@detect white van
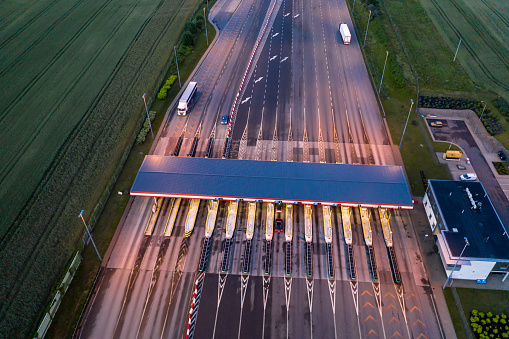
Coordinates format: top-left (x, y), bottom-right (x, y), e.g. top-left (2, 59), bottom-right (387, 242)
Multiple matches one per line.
top-left (460, 173), bottom-right (477, 181)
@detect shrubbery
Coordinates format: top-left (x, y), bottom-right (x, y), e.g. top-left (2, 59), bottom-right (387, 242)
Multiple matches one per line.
top-left (471, 310), bottom-right (509, 338)
top-left (419, 96), bottom-right (505, 136)
top-left (493, 98), bottom-right (509, 118)
top-left (157, 75), bottom-right (178, 100)
top-left (157, 15), bottom-right (207, 100)
top-left (136, 111), bottom-right (157, 145)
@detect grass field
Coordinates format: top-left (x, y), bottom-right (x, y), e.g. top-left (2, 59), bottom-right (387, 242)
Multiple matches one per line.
top-left (0, 0), bottom-right (202, 337)
top-left (45, 11), bottom-right (216, 338)
top-left (418, 0), bottom-right (509, 103)
top-left (444, 287), bottom-right (509, 339)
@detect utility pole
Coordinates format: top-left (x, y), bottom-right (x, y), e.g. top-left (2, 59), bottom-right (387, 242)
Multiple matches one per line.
top-left (378, 50), bottom-right (389, 95)
top-left (453, 37), bottom-right (463, 62)
top-left (142, 93), bottom-right (154, 139)
top-left (474, 101), bottom-right (487, 134)
top-left (78, 210), bottom-right (102, 261)
top-left (443, 237), bottom-right (469, 289)
top-left (363, 10), bottom-right (371, 47)
top-left (399, 99), bottom-right (414, 148)
top-left (204, 8), bottom-right (208, 46)
top-left (174, 46), bottom-right (181, 88)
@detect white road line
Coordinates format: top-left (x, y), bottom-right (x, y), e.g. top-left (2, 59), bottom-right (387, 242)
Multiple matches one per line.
top-left (285, 277), bottom-right (292, 339)
top-left (306, 279), bottom-right (314, 339)
top-left (237, 275), bottom-right (249, 339)
top-left (372, 282), bottom-right (387, 339)
top-left (212, 273), bottom-right (227, 339)
top-left (328, 279), bottom-right (338, 339)
top-left (349, 281), bottom-right (362, 338)
top-left (262, 276), bottom-right (271, 339)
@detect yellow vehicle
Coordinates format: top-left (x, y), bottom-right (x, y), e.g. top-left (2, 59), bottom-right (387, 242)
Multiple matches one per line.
top-left (443, 150), bottom-right (463, 160)
top-left (430, 121), bottom-right (443, 127)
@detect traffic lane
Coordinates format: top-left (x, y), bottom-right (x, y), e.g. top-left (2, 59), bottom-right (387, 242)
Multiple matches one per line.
top-left (79, 268), bottom-right (130, 339)
top-left (208, 0), bottom-right (273, 134)
top-left (430, 119), bottom-right (509, 226)
top-left (302, 0), bottom-right (318, 143)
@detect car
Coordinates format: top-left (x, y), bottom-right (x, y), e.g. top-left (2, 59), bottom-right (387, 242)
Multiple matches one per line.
top-left (430, 121), bottom-right (443, 127)
top-left (498, 151), bottom-right (506, 161)
top-left (460, 173), bottom-right (477, 181)
top-left (221, 114), bottom-right (229, 125)
top-left (275, 203), bottom-right (283, 232)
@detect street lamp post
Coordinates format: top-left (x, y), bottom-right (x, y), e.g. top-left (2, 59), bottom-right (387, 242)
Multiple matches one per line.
top-left (378, 50), bottom-right (389, 95)
top-left (174, 46), bottom-right (181, 88)
top-left (352, 0), bottom-right (356, 14)
top-left (207, 0), bottom-right (209, 13)
top-left (363, 10), bottom-right (371, 47)
top-left (443, 237), bottom-right (469, 289)
top-left (453, 36), bottom-right (463, 62)
top-left (399, 99), bottom-right (414, 148)
top-left (78, 210), bottom-right (102, 261)
top-left (204, 8), bottom-right (208, 46)
top-left (142, 93), bottom-right (154, 139)
top-left (474, 101), bottom-right (487, 134)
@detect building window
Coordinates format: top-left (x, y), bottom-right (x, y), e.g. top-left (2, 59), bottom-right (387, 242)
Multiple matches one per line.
top-left (424, 201), bottom-right (428, 207)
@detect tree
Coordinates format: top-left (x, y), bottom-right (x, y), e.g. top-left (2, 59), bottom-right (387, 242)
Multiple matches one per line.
top-left (182, 32), bottom-right (195, 46)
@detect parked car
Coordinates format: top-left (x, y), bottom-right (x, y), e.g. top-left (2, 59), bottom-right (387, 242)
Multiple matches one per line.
top-left (221, 114), bottom-right (229, 125)
top-left (430, 121), bottom-right (443, 127)
top-left (498, 151), bottom-right (506, 161)
top-left (460, 173), bottom-right (477, 181)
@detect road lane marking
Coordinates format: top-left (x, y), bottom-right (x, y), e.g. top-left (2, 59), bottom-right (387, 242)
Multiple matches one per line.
top-left (212, 273), bottom-right (227, 339)
top-left (410, 306), bottom-right (422, 313)
top-left (285, 277), bottom-right (292, 339)
top-left (241, 96), bottom-right (251, 104)
top-left (237, 275), bottom-right (249, 339)
top-left (365, 315), bottom-right (377, 322)
top-left (255, 76), bottom-right (264, 83)
top-left (392, 331), bottom-right (404, 338)
top-left (413, 319), bottom-right (426, 327)
top-left (272, 32), bottom-right (279, 38)
top-left (306, 279), bottom-right (314, 339)
top-left (262, 276), bottom-right (271, 339)
top-left (327, 279), bottom-right (337, 339)
top-left (270, 55), bottom-right (278, 61)
top-left (293, 14), bottom-right (299, 18)
top-left (280, 56), bottom-right (288, 62)
top-left (368, 329), bottom-right (379, 336)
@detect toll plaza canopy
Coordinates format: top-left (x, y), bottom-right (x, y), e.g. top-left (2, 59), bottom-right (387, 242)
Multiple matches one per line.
top-left (130, 156), bottom-right (413, 209)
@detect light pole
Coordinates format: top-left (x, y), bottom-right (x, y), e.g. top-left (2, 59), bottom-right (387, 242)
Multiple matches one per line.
top-left (78, 210), bottom-right (102, 261)
top-left (142, 93), bottom-right (154, 139)
top-left (443, 237), bottom-right (469, 289)
top-left (453, 36), bottom-right (462, 62)
top-left (206, 0), bottom-right (209, 13)
top-left (399, 99), bottom-right (414, 148)
top-left (378, 50), bottom-right (389, 95)
top-left (204, 8), bottom-right (208, 46)
top-left (363, 10), bottom-right (371, 47)
top-left (474, 101), bottom-right (487, 134)
top-left (174, 46), bottom-right (181, 88)
top-left (352, 0), bottom-right (356, 14)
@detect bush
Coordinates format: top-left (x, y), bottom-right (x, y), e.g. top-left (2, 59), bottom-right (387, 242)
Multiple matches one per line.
top-left (194, 15), bottom-right (204, 30)
top-left (182, 31), bottom-right (195, 46)
top-left (136, 111), bottom-right (156, 145)
top-left (157, 75), bottom-right (178, 100)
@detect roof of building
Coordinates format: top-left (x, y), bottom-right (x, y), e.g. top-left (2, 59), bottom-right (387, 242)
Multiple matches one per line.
top-left (429, 180), bottom-right (509, 261)
top-left (130, 156), bottom-right (413, 208)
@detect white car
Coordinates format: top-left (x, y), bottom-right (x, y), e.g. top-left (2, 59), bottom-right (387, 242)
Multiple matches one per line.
top-left (460, 173), bottom-right (477, 181)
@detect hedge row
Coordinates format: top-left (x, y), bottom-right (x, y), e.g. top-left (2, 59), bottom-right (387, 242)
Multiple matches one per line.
top-left (493, 98), bottom-right (509, 118)
top-left (419, 96), bottom-right (504, 136)
top-left (136, 111), bottom-right (157, 145)
top-left (470, 310), bottom-right (509, 338)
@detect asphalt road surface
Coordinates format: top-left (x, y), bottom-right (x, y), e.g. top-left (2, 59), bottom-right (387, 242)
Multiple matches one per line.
top-left (77, 0), bottom-right (445, 337)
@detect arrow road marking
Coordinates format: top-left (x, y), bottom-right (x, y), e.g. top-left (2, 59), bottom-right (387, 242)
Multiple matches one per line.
top-left (270, 55), bottom-right (278, 61)
top-left (280, 56), bottom-right (288, 63)
top-left (241, 97), bottom-right (251, 104)
top-left (294, 14), bottom-right (300, 18)
top-left (272, 32), bottom-right (279, 38)
top-left (255, 77), bottom-right (264, 83)
top-left (284, 13), bottom-right (290, 17)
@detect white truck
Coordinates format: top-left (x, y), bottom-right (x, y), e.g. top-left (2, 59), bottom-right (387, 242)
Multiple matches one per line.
top-left (339, 23), bottom-right (351, 45)
top-left (177, 81), bottom-right (197, 115)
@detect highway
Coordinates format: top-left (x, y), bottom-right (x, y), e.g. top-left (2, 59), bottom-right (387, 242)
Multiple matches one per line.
top-left (77, 0), bottom-right (445, 337)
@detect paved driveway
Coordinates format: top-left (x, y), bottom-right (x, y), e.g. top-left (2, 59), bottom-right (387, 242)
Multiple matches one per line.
top-left (427, 119), bottom-right (509, 227)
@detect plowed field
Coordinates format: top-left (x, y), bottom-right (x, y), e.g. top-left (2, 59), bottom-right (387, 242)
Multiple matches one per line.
top-left (0, 0), bottom-right (200, 336)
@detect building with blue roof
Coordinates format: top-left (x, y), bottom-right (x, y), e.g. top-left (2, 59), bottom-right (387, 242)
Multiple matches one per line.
top-left (424, 180), bottom-right (509, 281)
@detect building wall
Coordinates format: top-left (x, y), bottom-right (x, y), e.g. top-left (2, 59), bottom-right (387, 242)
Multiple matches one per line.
top-left (446, 261), bottom-right (496, 280)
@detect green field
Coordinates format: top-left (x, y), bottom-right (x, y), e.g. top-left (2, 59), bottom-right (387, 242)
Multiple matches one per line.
top-left (418, 0), bottom-right (509, 103)
top-left (0, 0), bottom-right (201, 337)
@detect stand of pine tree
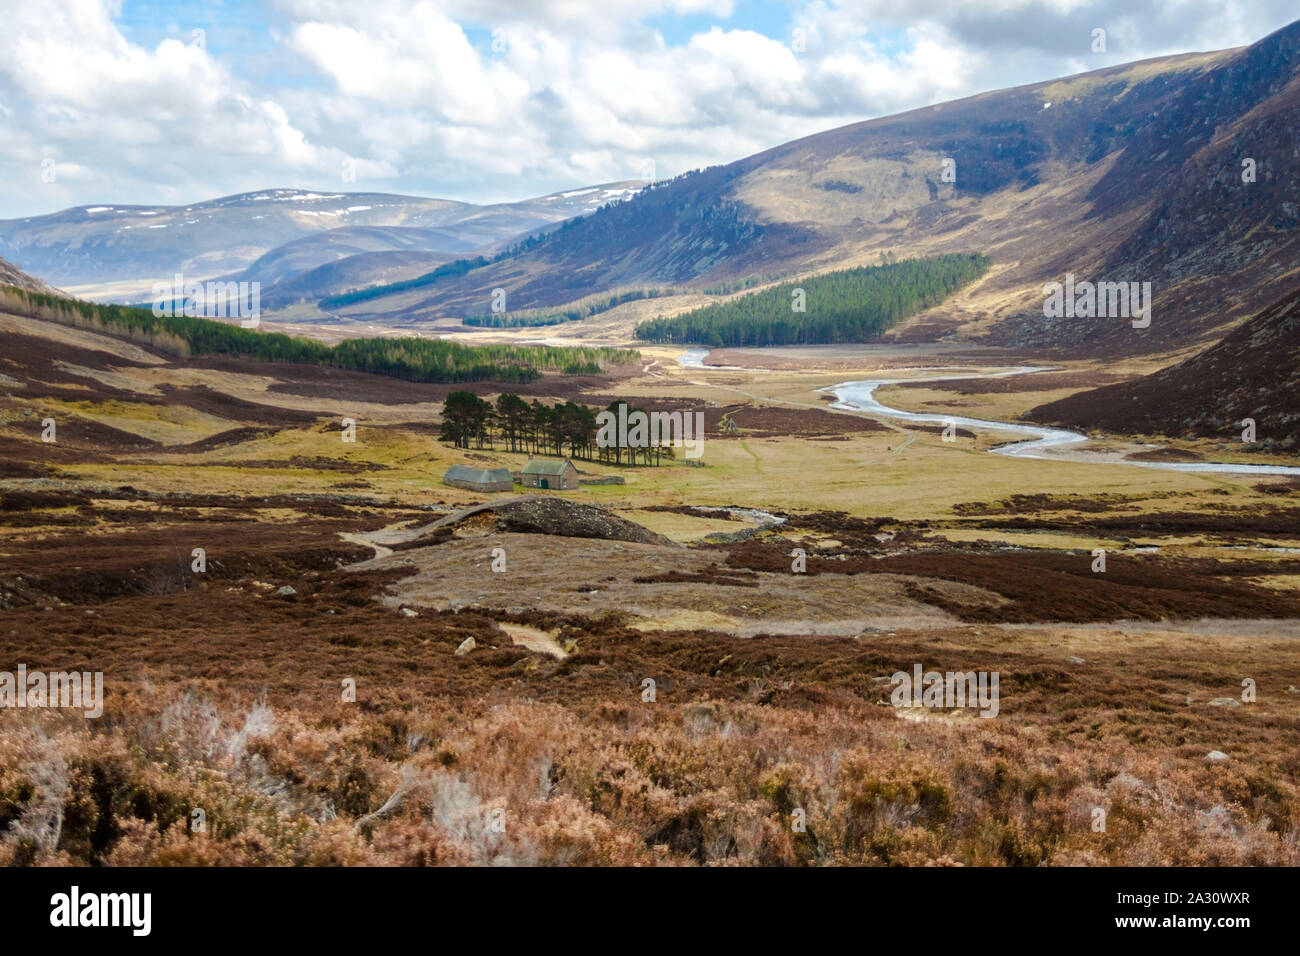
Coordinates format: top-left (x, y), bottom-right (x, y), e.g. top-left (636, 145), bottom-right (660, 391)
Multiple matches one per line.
top-left (634, 254), bottom-right (990, 346)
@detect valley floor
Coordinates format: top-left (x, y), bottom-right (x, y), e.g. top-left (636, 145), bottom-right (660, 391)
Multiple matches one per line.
top-left (1, 313), bottom-right (1298, 865)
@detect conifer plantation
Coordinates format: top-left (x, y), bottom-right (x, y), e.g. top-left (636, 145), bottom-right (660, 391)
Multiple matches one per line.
top-left (0, 286), bottom-right (635, 384)
top-left (634, 254), bottom-right (990, 346)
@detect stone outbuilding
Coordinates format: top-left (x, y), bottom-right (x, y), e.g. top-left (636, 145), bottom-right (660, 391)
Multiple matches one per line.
top-left (443, 465), bottom-right (514, 493)
top-left (520, 457), bottom-right (580, 490)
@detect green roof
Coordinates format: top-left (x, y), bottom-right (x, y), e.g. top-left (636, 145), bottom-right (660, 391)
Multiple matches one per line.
top-left (521, 458), bottom-right (574, 475)
top-left (444, 465), bottom-right (512, 484)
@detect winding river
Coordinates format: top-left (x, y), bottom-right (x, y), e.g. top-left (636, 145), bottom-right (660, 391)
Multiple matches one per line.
top-left (678, 350), bottom-right (1300, 477)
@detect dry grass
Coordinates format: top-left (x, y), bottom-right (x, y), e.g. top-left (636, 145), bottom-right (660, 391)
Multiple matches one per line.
top-left (3, 604), bottom-right (1297, 866)
top-left (2, 312), bottom-right (1298, 867)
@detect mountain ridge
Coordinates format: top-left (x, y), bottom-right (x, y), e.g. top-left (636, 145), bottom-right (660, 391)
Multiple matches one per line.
top-left (0, 182), bottom-right (645, 294)
top-left (321, 23), bottom-right (1300, 359)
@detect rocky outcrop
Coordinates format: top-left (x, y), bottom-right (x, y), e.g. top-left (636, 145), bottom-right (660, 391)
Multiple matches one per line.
top-left (422, 495), bottom-right (677, 547)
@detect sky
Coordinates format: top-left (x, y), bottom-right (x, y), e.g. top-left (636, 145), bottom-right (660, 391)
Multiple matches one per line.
top-left (0, 0), bottom-right (1296, 218)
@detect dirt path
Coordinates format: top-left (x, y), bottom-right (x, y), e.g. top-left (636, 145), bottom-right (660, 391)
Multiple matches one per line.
top-left (338, 532), bottom-right (393, 560)
top-left (338, 520), bottom-right (429, 561)
top-left (498, 622), bottom-right (569, 658)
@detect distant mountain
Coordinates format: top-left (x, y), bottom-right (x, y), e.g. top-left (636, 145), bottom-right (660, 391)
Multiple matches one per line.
top-left (256, 249), bottom-right (455, 311)
top-left (0, 183), bottom-right (645, 292)
top-left (1032, 284), bottom-right (1300, 448)
top-left (235, 225), bottom-right (477, 288)
top-left (333, 20), bottom-right (1300, 357)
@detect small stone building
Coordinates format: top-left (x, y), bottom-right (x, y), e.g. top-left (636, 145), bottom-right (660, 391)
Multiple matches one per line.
top-left (443, 465), bottom-right (514, 493)
top-left (520, 457), bottom-right (580, 490)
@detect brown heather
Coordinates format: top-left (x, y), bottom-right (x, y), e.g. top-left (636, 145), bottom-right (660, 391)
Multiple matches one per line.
top-left (2, 306), bottom-right (1298, 867)
top-left (0, 579), bottom-right (1296, 866)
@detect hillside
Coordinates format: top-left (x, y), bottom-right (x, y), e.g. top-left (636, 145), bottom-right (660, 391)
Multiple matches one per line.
top-left (1032, 284), bottom-right (1300, 448)
top-left (331, 20), bottom-right (1300, 358)
top-left (634, 254), bottom-right (990, 346)
top-left (256, 250), bottom-right (455, 311)
top-left (0, 183), bottom-right (644, 296)
top-left (0, 284), bottom-right (636, 386)
top-left (0, 256), bottom-right (58, 295)
top-left (234, 225), bottom-right (477, 288)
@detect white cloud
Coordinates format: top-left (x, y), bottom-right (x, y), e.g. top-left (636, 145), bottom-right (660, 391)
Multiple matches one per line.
top-left (0, 0), bottom-right (328, 212)
top-left (0, 0), bottom-right (1295, 217)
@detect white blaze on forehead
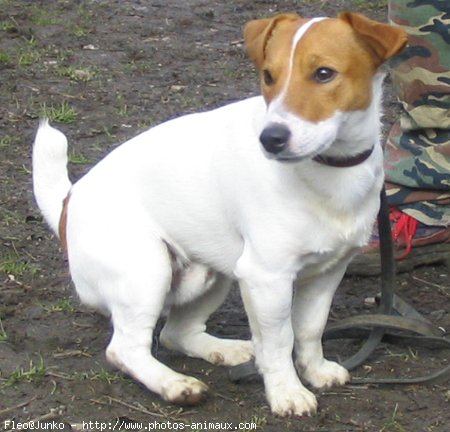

● Problem to solve
Each line containing the word "lane" must be pulled from the listing and copied.

● Answer for this exercise
@detect traffic lane
@detect road lane marking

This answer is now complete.